(Dataset entries on object locations)
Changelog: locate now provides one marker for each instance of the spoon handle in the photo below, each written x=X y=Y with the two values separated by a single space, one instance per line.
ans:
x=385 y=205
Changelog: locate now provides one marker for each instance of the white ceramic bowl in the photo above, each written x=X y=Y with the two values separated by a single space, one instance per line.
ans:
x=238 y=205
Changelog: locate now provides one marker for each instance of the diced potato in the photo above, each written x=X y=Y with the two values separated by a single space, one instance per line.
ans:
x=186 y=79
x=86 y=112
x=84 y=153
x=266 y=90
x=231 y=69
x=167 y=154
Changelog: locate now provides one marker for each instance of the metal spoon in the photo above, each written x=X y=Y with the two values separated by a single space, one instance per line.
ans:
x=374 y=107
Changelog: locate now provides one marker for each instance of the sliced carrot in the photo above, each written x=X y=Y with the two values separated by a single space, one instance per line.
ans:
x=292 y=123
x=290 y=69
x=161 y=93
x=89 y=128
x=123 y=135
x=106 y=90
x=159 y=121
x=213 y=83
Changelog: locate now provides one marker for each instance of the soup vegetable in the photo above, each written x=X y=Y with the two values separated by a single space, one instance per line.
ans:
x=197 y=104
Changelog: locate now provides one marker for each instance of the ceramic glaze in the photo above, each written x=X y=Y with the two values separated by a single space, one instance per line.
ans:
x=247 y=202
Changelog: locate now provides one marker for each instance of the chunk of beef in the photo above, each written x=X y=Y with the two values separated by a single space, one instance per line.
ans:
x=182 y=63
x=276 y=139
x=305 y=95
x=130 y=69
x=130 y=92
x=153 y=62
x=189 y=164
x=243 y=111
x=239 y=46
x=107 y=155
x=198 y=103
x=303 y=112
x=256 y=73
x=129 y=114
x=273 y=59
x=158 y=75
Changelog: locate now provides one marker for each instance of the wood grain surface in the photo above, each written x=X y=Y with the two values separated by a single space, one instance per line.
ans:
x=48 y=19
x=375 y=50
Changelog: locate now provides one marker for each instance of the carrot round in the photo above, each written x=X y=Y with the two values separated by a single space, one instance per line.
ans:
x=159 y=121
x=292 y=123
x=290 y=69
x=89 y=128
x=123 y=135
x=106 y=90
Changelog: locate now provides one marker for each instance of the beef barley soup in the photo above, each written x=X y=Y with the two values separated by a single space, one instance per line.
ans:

• **Requirement**
Reproduce all the entries above, switching each occurrence of "marker" to "point" and leaving everything else unchanged.

• **Solution for this problem**
Changelog: locate now provides one point for each instance of the spoon handle in the photo below, each written x=X y=Y with the two values separated by a single space, one instance per line.
ans:
x=385 y=205
Changelog: locate now provides one point for each instance of the white ceramic bowl in the photo above, each written x=X y=Y with the two values separated by a single space, one instance per line.
ans:
x=238 y=205
Changelog: locate now provides one point for each instance of the diced potato in the photo above, each written x=X y=Y with the two values separated by a single space, one instance per line.
ans:
x=186 y=79
x=86 y=112
x=84 y=153
x=266 y=90
x=231 y=69
x=167 y=154
Changelog: locate now provides one point for each instance of the metal spoon in the photo above, each written x=X y=Y with the two values separated by a single space, one instance per line.
ans:
x=374 y=107
Changelog: locate now provides one point for each instance of the sliced carrot in the photo above, each written x=X y=Y with the two values separated by a single space, one instance per line.
ans:
x=292 y=123
x=290 y=69
x=161 y=93
x=89 y=128
x=123 y=135
x=106 y=90
x=159 y=121
x=213 y=83
Changelog: locate now provides one point for each instance of the soup vegetable in the photo above, each written x=X y=Y with the two values separated by a single space, one instance per line.
ans:
x=197 y=104
Changelog: locate now provides one point for each instance of the ceramic glaze in the photo above, each written x=X y=Y with the two values separated by a single space, one instance per line.
ans:
x=247 y=202
Changelog: locate now provides one point for each instance of the chunk of beef in the photo above, each written x=X y=Y with the two values separated by a single space, one instance per line.
ans:
x=182 y=63
x=276 y=139
x=305 y=95
x=130 y=69
x=130 y=92
x=153 y=62
x=189 y=164
x=243 y=111
x=239 y=46
x=107 y=155
x=198 y=103
x=303 y=112
x=256 y=73
x=129 y=114
x=273 y=59
x=158 y=75
Changelog: locate now provides one point for each instance of the wood grain surface in the photo above, each written x=X y=Y with the two values separated by a single space, one instance per line.
ans:
x=48 y=19
x=375 y=50
Changelog: locate now provides one point for each instance of the carrot round in the photo above, each written x=X y=Y with the two values separated by a single space, one instance per line.
ans:
x=159 y=121
x=292 y=123
x=290 y=69
x=89 y=128
x=123 y=135
x=106 y=90
Changelog: locate now provides one point for each instance of the beef barley soup in the photo above, each written x=X y=Y with the two values separated by a single space, one instance per line.
ans:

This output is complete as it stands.